▶ **The problem**:
Every line in the records below with the string "blurred" is to be copied out.

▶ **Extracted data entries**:
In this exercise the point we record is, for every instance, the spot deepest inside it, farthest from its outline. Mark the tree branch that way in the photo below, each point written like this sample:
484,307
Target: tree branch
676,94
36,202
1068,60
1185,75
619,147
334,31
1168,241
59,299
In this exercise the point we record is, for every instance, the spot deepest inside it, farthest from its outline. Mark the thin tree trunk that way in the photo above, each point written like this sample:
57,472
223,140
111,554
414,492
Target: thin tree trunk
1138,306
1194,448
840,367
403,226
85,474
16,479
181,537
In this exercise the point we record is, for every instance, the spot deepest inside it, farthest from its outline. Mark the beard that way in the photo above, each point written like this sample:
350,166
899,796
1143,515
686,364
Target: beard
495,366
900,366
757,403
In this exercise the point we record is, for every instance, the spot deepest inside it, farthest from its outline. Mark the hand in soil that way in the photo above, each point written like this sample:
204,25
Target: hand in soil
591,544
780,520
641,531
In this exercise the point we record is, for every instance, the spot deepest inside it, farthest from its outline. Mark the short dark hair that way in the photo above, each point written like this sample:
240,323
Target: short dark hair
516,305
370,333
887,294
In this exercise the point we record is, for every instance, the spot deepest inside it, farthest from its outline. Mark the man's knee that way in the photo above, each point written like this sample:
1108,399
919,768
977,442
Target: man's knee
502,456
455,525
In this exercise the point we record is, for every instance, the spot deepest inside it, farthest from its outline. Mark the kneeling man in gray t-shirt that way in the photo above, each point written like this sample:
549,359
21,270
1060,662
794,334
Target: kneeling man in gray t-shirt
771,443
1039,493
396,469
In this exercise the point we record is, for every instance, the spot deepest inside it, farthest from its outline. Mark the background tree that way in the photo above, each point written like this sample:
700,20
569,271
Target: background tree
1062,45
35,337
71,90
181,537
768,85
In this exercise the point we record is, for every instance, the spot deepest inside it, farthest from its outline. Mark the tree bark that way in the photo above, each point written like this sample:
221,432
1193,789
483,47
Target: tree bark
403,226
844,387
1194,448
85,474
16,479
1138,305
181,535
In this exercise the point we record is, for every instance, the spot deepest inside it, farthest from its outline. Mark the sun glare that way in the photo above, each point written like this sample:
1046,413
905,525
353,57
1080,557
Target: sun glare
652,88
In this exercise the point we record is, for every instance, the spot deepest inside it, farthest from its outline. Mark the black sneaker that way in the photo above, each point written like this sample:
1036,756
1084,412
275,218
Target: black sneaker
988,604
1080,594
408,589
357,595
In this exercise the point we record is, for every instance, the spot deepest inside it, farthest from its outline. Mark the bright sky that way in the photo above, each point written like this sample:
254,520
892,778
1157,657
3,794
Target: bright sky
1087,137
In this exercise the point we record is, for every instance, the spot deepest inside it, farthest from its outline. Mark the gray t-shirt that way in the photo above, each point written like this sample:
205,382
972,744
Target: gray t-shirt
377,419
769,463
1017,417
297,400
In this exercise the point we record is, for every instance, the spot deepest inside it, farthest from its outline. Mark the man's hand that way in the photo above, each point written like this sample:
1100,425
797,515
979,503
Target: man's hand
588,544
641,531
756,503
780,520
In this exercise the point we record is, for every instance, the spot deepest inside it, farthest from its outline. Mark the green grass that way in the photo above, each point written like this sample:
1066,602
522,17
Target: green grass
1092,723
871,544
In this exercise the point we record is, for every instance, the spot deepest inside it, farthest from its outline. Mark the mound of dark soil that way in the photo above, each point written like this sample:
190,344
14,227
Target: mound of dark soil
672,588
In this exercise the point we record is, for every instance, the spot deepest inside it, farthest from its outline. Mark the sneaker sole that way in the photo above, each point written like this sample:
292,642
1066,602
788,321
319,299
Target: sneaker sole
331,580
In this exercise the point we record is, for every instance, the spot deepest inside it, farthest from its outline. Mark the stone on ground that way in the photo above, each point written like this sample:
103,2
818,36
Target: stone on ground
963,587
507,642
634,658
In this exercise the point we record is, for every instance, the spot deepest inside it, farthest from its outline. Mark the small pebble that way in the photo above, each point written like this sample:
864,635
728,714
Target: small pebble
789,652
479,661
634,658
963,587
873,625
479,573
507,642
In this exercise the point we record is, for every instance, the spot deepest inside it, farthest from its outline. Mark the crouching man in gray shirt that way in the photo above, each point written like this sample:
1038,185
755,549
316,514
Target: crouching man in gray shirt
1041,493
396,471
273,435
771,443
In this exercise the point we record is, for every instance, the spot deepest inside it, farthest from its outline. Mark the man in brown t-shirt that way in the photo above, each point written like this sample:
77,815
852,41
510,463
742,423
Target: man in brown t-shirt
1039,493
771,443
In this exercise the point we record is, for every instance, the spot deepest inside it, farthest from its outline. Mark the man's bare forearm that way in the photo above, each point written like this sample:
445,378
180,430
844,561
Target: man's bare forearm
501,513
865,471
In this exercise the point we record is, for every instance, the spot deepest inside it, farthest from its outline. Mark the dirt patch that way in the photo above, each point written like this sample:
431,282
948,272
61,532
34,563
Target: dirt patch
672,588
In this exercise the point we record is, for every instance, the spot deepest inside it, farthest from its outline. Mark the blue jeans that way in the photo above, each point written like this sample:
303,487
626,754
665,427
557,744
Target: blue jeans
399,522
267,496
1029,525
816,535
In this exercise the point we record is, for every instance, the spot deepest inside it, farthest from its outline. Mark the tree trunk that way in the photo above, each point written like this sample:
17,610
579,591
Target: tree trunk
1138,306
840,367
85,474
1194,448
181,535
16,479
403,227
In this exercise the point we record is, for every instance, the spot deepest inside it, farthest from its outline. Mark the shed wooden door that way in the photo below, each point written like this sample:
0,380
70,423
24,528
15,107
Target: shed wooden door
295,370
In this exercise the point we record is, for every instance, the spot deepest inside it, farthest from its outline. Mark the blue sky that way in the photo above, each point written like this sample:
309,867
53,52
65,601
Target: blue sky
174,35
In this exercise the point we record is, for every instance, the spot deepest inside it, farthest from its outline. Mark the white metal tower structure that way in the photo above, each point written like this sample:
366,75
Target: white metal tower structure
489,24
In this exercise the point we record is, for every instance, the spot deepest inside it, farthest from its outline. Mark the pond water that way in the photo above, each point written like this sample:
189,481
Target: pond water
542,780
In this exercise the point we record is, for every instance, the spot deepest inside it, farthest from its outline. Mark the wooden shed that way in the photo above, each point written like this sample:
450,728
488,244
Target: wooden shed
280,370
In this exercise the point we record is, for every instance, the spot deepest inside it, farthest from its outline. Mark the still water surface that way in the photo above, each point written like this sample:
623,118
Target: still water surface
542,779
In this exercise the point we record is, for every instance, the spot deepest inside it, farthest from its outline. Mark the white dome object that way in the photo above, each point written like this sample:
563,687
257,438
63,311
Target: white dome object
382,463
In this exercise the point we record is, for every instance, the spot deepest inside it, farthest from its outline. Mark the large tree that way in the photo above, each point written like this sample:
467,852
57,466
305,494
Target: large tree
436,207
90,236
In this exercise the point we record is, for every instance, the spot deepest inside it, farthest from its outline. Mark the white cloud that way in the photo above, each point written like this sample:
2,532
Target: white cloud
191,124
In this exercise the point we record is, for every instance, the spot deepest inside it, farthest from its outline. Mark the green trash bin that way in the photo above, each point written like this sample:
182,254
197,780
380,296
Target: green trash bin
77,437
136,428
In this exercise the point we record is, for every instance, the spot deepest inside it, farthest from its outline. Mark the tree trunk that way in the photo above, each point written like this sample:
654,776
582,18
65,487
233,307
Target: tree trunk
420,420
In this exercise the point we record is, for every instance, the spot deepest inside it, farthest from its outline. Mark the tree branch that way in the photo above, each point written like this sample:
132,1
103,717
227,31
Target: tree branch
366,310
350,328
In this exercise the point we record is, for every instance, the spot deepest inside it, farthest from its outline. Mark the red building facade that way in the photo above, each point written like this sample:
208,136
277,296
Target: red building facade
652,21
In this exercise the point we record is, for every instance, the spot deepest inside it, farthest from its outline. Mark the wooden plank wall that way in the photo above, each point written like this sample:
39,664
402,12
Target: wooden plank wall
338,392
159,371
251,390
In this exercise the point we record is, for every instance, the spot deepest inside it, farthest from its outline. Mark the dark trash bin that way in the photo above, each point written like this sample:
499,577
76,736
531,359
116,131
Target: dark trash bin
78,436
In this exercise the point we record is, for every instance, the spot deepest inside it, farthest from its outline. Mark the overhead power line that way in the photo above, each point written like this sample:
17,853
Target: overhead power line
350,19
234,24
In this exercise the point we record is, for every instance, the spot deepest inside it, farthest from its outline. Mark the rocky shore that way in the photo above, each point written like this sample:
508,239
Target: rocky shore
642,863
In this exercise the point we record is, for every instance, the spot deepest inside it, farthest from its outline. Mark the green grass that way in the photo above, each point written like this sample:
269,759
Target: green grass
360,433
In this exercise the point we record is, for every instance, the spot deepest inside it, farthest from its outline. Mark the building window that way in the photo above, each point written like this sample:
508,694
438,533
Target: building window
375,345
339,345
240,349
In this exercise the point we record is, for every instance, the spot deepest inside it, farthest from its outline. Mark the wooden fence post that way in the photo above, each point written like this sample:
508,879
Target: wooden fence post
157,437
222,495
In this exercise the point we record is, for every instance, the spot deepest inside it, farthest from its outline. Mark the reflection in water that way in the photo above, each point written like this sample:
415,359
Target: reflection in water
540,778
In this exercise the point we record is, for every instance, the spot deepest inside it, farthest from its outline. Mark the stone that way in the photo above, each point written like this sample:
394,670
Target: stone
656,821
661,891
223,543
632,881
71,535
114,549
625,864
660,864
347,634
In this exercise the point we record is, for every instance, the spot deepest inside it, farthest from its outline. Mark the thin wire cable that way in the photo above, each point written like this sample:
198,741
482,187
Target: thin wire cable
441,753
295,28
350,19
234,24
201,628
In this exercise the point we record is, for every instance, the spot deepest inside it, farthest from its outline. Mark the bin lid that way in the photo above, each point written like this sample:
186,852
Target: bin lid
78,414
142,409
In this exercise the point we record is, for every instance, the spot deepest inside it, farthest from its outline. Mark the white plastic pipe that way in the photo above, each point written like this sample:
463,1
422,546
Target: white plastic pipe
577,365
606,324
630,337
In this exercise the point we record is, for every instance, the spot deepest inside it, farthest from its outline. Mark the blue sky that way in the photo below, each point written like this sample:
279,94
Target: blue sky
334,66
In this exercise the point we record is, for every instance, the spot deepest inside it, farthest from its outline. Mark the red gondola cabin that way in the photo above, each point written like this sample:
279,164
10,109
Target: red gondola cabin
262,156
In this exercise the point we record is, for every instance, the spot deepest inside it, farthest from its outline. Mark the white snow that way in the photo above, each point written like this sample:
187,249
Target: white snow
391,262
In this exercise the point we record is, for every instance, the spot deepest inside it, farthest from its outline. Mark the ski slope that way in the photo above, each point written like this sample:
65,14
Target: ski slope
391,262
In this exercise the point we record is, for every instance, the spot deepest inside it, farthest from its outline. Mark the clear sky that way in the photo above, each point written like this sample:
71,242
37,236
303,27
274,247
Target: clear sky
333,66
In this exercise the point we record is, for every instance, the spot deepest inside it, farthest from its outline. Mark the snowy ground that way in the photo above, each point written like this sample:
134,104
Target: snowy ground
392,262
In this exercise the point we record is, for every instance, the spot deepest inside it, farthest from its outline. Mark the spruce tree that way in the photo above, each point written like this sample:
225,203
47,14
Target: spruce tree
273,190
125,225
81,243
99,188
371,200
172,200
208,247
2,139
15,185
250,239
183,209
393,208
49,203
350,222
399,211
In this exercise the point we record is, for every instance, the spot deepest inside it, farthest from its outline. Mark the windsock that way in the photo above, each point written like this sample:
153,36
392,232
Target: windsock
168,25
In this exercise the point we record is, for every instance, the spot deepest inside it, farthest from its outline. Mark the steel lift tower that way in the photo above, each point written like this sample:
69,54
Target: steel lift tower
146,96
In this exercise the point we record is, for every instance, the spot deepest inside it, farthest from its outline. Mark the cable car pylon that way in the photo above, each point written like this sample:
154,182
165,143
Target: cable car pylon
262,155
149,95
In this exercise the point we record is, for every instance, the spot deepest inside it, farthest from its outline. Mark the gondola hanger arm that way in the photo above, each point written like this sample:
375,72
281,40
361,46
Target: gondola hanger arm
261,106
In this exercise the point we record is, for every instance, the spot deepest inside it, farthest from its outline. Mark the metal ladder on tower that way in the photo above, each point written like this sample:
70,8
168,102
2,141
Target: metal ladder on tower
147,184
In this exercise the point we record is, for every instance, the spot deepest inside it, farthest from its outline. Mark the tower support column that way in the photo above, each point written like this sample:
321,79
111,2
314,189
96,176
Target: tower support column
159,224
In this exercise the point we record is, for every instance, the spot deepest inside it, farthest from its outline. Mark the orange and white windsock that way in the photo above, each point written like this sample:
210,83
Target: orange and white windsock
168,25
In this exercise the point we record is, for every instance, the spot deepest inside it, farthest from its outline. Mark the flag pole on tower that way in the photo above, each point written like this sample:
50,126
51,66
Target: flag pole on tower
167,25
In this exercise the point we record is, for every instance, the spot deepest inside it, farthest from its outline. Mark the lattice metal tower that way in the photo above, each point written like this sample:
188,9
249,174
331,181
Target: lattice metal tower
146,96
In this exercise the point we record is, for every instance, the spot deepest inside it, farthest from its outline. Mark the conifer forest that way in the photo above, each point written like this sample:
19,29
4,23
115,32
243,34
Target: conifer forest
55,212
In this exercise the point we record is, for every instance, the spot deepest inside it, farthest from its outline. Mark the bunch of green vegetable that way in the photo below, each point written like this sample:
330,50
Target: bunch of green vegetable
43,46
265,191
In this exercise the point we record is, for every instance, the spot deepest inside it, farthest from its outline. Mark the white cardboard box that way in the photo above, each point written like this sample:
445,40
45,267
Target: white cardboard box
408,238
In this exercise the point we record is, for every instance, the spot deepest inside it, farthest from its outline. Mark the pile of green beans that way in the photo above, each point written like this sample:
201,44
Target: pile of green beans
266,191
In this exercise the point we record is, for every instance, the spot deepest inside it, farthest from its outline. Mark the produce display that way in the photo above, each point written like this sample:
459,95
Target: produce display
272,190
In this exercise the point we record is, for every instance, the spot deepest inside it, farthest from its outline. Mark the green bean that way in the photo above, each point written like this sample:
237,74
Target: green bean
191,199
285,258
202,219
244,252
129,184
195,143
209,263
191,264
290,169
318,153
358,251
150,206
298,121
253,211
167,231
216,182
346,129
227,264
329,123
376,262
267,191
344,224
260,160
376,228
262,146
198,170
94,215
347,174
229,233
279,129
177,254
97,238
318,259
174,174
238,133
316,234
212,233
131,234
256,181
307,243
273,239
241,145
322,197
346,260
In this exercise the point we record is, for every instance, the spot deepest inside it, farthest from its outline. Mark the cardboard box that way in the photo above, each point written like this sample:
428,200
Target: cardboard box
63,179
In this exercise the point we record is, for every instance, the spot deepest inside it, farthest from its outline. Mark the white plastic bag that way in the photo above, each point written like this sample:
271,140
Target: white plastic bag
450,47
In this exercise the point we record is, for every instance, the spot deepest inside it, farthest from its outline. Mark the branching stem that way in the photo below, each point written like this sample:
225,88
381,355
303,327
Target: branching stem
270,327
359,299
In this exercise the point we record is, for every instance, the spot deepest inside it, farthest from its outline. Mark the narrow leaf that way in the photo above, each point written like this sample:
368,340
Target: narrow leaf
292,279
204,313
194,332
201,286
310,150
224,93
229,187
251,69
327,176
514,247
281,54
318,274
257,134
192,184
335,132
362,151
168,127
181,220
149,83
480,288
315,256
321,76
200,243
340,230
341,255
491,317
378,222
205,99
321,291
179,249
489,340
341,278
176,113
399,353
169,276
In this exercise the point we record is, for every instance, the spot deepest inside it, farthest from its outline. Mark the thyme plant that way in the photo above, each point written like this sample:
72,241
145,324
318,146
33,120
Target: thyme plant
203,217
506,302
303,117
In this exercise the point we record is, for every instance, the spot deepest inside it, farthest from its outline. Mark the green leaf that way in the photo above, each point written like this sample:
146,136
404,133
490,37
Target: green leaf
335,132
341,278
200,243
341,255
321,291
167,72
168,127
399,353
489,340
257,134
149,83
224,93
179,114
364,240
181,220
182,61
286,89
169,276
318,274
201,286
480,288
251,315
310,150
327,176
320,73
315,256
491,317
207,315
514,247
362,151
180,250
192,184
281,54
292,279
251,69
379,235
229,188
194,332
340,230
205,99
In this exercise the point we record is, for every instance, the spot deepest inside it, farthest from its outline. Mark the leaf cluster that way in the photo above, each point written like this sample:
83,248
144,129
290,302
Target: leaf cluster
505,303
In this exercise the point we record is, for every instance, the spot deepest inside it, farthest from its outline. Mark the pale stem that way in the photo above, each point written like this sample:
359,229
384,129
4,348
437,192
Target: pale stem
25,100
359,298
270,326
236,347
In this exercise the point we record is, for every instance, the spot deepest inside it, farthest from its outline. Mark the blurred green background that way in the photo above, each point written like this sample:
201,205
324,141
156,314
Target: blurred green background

▶ **Exercise solution**:
In this exercise the point we record is, for every instance, the spot deepest inside it, farthest from its outline. Mark the blurred green background that way in the photo above, each point written like this sample:
Target: blurred green background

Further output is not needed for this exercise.